- [Short problem]: How many lines in the records below contain the string "tree"? Reply with the number alone.

- [Supplied data]:
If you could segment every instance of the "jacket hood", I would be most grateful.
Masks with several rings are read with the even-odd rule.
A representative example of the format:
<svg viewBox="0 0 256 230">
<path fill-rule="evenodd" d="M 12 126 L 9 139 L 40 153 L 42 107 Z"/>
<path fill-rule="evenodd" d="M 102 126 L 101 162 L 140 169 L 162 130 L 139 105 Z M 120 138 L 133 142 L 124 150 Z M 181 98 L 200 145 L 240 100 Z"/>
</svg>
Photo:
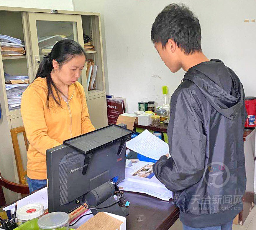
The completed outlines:
<svg viewBox="0 0 256 230">
<path fill-rule="evenodd" d="M 191 67 L 183 81 L 193 82 L 219 112 L 234 119 L 243 105 L 242 85 L 237 76 L 221 61 L 212 59 Z"/>
</svg>

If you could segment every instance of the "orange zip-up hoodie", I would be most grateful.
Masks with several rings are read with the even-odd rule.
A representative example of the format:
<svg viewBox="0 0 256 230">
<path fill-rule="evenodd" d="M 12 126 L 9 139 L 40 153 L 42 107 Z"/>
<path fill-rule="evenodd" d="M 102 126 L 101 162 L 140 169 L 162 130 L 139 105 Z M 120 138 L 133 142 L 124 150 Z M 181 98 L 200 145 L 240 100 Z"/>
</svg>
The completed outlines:
<svg viewBox="0 0 256 230">
<path fill-rule="evenodd" d="M 90 119 L 84 91 L 79 82 L 69 86 L 67 102 L 60 94 L 62 108 L 50 96 L 47 108 L 47 91 L 46 79 L 38 77 L 22 96 L 21 114 L 29 143 L 27 175 L 31 179 L 46 179 L 47 149 L 95 130 Z"/>
</svg>

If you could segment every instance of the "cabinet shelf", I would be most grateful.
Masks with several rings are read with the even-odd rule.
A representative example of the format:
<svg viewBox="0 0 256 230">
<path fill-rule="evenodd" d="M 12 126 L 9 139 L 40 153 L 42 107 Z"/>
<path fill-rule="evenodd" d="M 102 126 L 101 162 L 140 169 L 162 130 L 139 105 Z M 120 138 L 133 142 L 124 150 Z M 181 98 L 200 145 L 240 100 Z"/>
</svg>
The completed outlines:
<svg viewBox="0 0 256 230">
<path fill-rule="evenodd" d="M 86 53 L 86 54 L 93 54 L 94 53 L 97 53 L 97 50 L 90 50 L 89 51 L 85 51 Z"/>
<path fill-rule="evenodd" d="M 12 59 L 21 59 L 23 58 L 26 58 L 25 55 L 23 56 L 8 56 L 6 57 L 2 57 L 2 59 L 3 60 L 9 60 Z"/>
</svg>

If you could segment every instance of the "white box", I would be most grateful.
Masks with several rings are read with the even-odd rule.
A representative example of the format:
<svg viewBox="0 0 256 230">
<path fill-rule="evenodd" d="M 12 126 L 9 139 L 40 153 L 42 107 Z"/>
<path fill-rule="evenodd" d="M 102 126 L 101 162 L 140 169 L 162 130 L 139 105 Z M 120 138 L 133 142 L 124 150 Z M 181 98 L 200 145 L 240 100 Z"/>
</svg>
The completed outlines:
<svg viewBox="0 0 256 230">
<path fill-rule="evenodd" d="M 138 122 L 139 125 L 147 126 L 151 124 L 151 116 L 152 114 L 143 114 L 138 116 Z"/>
<path fill-rule="evenodd" d="M 136 111 L 134 112 L 133 113 L 136 115 L 140 115 L 141 114 L 143 114 L 145 113 L 145 112 L 144 111 Z"/>
</svg>

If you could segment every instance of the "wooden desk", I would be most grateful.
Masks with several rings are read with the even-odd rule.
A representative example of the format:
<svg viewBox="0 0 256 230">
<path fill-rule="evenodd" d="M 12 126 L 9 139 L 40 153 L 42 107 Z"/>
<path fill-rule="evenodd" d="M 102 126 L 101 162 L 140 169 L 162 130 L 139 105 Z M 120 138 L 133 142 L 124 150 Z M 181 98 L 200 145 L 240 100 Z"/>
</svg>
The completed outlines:
<svg viewBox="0 0 256 230">
<path fill-rule="evenodd" d="M 179 210 L 172 199 L 165 201 L 143 194 L 125 191 L 124 194 L 130 202 L 127 230 L 167 230 L 179 218 Z"/>
<path fill-rule="evenodd" d="M 145 194 L 125 192 L 130 202 L 126 217 L 127 230 L 167 230 L 179 218 L 179 209 L 169 201 Z"/>
</svg>

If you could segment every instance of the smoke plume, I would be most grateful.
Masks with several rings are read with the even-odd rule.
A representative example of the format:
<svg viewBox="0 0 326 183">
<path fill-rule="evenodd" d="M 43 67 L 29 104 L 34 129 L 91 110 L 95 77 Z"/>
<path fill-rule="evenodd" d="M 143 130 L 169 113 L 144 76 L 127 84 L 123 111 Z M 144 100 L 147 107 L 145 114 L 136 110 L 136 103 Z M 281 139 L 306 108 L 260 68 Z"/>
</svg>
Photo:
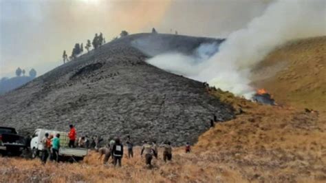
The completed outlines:
<svg viewBox="0 0 326 183">
<path fill-rule="evenodd" d="M 155 56 L 149 63 L 249 98 L 254 93 L 250 69 L 268 53 L 290 40 L 326 34 L 325 3 L 277 1 L 246 28 L 231 33 L 209 58 L 175 54 Z M 200 48 L 197 51 L 201 52 Z M 164 59 L 173 65 L 162 65 Z"/>
</svg>

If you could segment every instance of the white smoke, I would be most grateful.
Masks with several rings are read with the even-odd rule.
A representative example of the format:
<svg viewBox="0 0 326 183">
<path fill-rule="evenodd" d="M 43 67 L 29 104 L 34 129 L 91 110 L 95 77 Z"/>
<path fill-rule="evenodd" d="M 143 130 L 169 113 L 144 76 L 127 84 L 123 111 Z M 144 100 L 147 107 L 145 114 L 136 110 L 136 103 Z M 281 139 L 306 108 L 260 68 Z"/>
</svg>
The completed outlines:
<svg viewBox="0 0 326 183">
<path fill-rule="evenodd" d="M 250 86 L 250 69 L 268 53 L 290 40 L 326 34 L 325 3 L 323 0 L 277 1 L 246 28 L 231 33 L 209 58 L 174 54 L 155 56 L 149 63 L 250 98 L 254 93 Z"/>
</svg>

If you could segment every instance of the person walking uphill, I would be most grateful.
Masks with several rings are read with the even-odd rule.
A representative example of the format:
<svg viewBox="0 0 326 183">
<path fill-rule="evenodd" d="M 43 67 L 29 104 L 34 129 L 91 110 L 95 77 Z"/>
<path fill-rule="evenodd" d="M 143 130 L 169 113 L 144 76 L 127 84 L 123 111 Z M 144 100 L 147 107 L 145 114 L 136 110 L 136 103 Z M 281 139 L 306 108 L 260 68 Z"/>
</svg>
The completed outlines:
<svg viewBox="0 0 326 183">
<path fill-rule="evenodd" d="M 164 144 L 160 147 L 164 149 L 163 151 L 163 160 L 164 162 L 166 162 L 166 160 L 171 161 L 172 160 L 171 143 L 170 142 L 165 142 Z"/>
<path fill-rule="evenodd" d="M 119 164 L 119 166 L 121 166 L 121 159 L 123 156 L 123 145 L 120 142 L 119 138 L 116 139 L 116 142 L 112 147 L 112 154 L 113 155 L 114 166 Z"/>
<path fill-rule="evenodd" d="M 76 133 L 76 129 L 74 125 L 69 125 L 70 128 L 70 131 L 68 133 L 69 136 L 69 147 L 75 147 L 75 141 L 76 141 L 76 136 L 77 136 Z"/>
<path fill-rule="evenodd" d="M 154 149 L 153 149 L 153 146 L 146 141 L 144 142 L 144 144 L 142 146 L 142 152 L 140 153 L 142 158 L 144 151 L 145 152 L 146 165 L 151 167 L 152 166 L 151 161 Z"/>
<path fill-rule="evenodd" d="M 60 148 L 60 134 L 58 133 L 52 140 L 52 158 L 53 160 L 58 162 Z"/>
<path fill-rule="evenodd" d="M 49 133 L 45 133 L 44 138 L 42 139 L 42 144 L 43 148 L 42 149 L 42 157 L 41 160 L 42 163 L 45 164 L 49 158 L 49 155 L 51 149 L 51 140 L 49 138 Z"/>
</svg>

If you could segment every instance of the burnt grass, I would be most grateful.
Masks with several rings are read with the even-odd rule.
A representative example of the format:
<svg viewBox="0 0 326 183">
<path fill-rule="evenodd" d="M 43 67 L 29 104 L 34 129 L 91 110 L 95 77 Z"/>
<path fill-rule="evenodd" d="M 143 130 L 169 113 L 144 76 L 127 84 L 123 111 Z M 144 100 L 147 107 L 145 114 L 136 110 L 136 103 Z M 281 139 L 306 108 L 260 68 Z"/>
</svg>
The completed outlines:
<svg viewBox="0 0 326 183">
<path fill-rule="evenodd" d="M 147 64 L 149 56 L 131 42 L 149 36 L 157 38 L 162 52 L 185 54 L 202 43 L 221 41 L 151 34 L 111 41 L 1 96 L 1 126 L 32 133 L 67 131 L 74 124 L 78 136 L 107 140 L 130 135 L 136 144 L 169 140 L 180 145 L 197 142 L 213 114 L 221 121 L 234 117 L 232 107 L 210 96 L 202 83 Z"/>
</svg>

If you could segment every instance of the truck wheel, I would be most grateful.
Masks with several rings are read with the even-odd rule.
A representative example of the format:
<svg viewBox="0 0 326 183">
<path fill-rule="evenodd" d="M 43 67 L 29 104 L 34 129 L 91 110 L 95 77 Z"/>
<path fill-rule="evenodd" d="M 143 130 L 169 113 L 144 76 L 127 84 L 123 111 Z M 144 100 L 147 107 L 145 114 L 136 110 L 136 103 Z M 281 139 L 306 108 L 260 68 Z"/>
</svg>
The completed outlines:
<svg viewBox="0 0 326 183">
<path fill-rule="evenodd" d="M 32 151 L 32 159 L 35 159 L 39 155 L 39 151 L 36 149 L 34 148 Z"/>
</svg>

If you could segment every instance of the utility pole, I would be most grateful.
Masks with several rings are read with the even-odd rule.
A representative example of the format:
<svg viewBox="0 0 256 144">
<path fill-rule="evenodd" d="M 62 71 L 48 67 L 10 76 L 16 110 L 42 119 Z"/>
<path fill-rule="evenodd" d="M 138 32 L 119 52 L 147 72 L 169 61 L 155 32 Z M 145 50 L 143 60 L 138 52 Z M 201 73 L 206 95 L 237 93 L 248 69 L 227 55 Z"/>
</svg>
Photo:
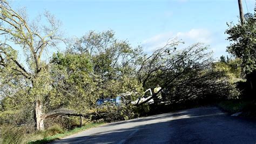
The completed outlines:
<svg viewBox="0 0 256 144">
<path fill-rule="evenodd" d="M 245 23 L 245 18 L 244 17 L 244 12 L 242 11 L 242 0 L 238 0 L 238 5 L 239 6 L 239 13 L 241 23 L 242 24 L 242 25 L 244 25 L 244 23 Z"/>
</svg>

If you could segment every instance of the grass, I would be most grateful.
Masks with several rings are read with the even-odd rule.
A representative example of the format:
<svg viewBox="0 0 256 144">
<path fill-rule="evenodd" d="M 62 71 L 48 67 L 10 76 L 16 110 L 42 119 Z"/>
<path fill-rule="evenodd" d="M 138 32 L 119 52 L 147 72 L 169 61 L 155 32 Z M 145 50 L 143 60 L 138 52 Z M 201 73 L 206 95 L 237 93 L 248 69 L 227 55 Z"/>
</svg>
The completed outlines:
<svg viewBox="0 0 256 144">
<path fill-rule="evenodd" d="M 230 113 L 242 112 L 240 116 L 256 118 L 256 101 L 253 100 L 232 100 L 221 101 L 218 106 Z"/>
<path fill-rule="evenodd" d="M 46 143 L 48 142 L 50 142 L 51 141 L 53 141 L 56 140 L 59 140 L 61 138 L 79 133 L 80 132 L 83 131 L 84 130 L 95 127 L 98 127 L 99 126 L 102 125 L 103 124 L 104 124 L 105 123 L 104 122 L 98 122 L 98 123 L 92 123 L 92 124 L 87 124 L 85 126 L 84 126 L 82 127 L 79 127 L 79 128 L 76 128 L 71 131 L 65 131 L 63 133 L 60 134 L 57 134 L 51 136 L 46 137 L 45 138 L 41 140 L 38 140 L 37 141 L 31 141 L 29 142 L 28 143 L 31 143 L 31 144 L 34 144 L 34 143 Z"/>
</svg>

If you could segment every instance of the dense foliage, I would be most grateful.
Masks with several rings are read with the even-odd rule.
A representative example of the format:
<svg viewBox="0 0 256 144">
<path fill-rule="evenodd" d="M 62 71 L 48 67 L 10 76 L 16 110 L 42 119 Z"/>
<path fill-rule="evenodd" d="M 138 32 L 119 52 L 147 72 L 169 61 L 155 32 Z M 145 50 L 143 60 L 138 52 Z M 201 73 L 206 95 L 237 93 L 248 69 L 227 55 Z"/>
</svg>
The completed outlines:
<svg viewBox="0 0 256 144">
<path fill-rule="evenodd" d="M 183 47 L 183 42 L 174 39 L 145 53 L 141 46 L 132 47 L 127 40 L 117 39 L 111 30 L 90 31 L 69 42 L 64 52 L 46 57 L 47 49 L 63 40 L 59 22 L 46 12 L 49 25 L 40 28 L 36 22 L 27 22 L 25 16 L 14 12 L 7 2 L 0 2 L 0 31 L 6 36 L 0 39 L 0 94 L 3 98 L 0 125 L 4 127 L 12 125 L 21 131 L 26 128 L 27 133 L 36 127 L 43 130 L 44 126 L 56 124 L 70 129 L 82 125 L 82 120 L 83 124 L 99 119 L 123 120 L 145 115 L 151 108 L 164 105 L 195 105 L 237 99 L 239 92 L 233 83 L 240 78 L 240 64 L 246 72 L 253 70 L 247 65 L 254 68 L 254 59 L 246 63 L 244 56 L 254 54 L 251 51 L 255 45 L 240 41 L 229 51 L 238 56 L 237 49 L 242 44 L 250 45 L 246 47 L 250 52 L 245 50 L 247 54 L 241 54 L 240 59 L 227 61 L 222 57 L 216 62 L 203 44 Z M 245 31 L 251 29 L 250 18 Z M 238 29 L 234 28 L 227 31 L 229 39 L 237 40 L 241 35 L 242 42 L 253 44 L 255 37 L 245 32 L 237 33 Z M 25 61 L 18 58 L 16 46 L 26 54 Z M 149 88 L 153 94 L 147 100 L 132 105 Z M 98 99 L 115 98 L 122 93 L 130 95 L 123 98 L 126 102 L 119 106 L 96 105 Z M 154 103 L 149 106 L 147 102 L 152 99 Z"/>
</svg>

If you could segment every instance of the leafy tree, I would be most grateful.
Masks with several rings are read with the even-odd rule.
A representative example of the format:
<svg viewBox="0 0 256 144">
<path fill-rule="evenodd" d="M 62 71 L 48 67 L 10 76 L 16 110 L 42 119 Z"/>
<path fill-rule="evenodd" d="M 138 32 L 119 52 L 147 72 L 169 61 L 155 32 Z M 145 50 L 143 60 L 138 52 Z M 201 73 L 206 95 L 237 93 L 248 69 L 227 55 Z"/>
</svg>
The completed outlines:
<svg viewBox="0 0 256 144">
<path fill-rule="evenodd" d="M 51 88 L 48 65 L 42 58 L 47 49 L 61 39 L 60 22 L 48 12 L 44 18 L 29 23 L 25 13 L 19 13 L 5 1 L 0 1 L 1 87 L 12 88 L 12 93 L 17 88 L 28 90 L 29 99 L 35 102 L 30 106 L 35 107 L 38 130 L 44 129 L 42 99 Z M 48 23 L 43 25 L 43 22 Z M 26 56 L 25 64 L 18 58 L 17 49 Z"/>
<path fill-rule="evenodd" d="M 112 31 L 90 31 L 78 39 L 69 51 L 90 57 L 95 97 L 115 98 L 119 93 L 133 92 L 134 99 L 138 95 L 134 93 L 141 93 L 142 87 L 136 75 L 144 56 L 140 47 L 132 48 L 127 42 L 118 40 Z"/>
<path fill-rule="evenodd" d="M 177 51 L 180 43 L 170 42 L 143 61 L 139 81 L 144 88 L 153 89 L 158 85 L 161 88 L 141 104 L 156 99 L 159 93 L 164 95 L 160 101 L 169 103 L 231 97 L 233 87 L 222 72 L 212 68 L 213 60 L 211 53 L 206 52 L 207 47 L 196 44 Z"/>
<path fill-rule="evenodd" d="M 247 74 L 256 68 L 256 30 L 253 15 L 247 13 L 245 17 L 244 25 L 230 23 L 225 33 L 229 35 L 227 40 L 232 42 L 227 51 L 241 59 L 242 72 Z"/>
</svg>

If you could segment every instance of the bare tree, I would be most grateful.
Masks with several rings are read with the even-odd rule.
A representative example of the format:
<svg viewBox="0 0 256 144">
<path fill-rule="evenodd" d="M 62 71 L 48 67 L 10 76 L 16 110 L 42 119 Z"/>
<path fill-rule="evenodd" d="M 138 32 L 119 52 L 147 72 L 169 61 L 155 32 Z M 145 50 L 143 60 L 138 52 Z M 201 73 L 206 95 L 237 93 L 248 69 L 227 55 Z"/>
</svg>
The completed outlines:
<svg viewBox="0 0 256 144">
<path fill-rule="evenodd" d="M 44 129 L 42 97 L 47 89 L 48 80 L 48 65 L 42 57 L 48 48 L 56 46 L 62 40 L 60 22 L 48 12 L 43 17 L 45 19 L 39 17 L 29 23 L 25 12 L 19 13 L 5 0 L 0 1 L 0 66 L 11 72 L 10 79 L 21 77 L 31 87 L 31 94 L 35 98 L 37 130 Z M 43 25 L 44 22 L 47 24 Z M 17 58 L 19 49 L 27 56 L 25 64 Z"/>
</svg>

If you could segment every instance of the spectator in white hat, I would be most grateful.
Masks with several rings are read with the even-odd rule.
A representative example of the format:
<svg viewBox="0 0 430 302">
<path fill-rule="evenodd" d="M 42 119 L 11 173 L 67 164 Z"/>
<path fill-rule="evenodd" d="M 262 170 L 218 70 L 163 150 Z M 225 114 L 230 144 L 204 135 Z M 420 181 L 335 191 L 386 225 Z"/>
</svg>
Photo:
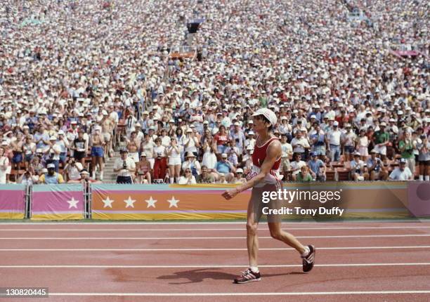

- [Response]: 2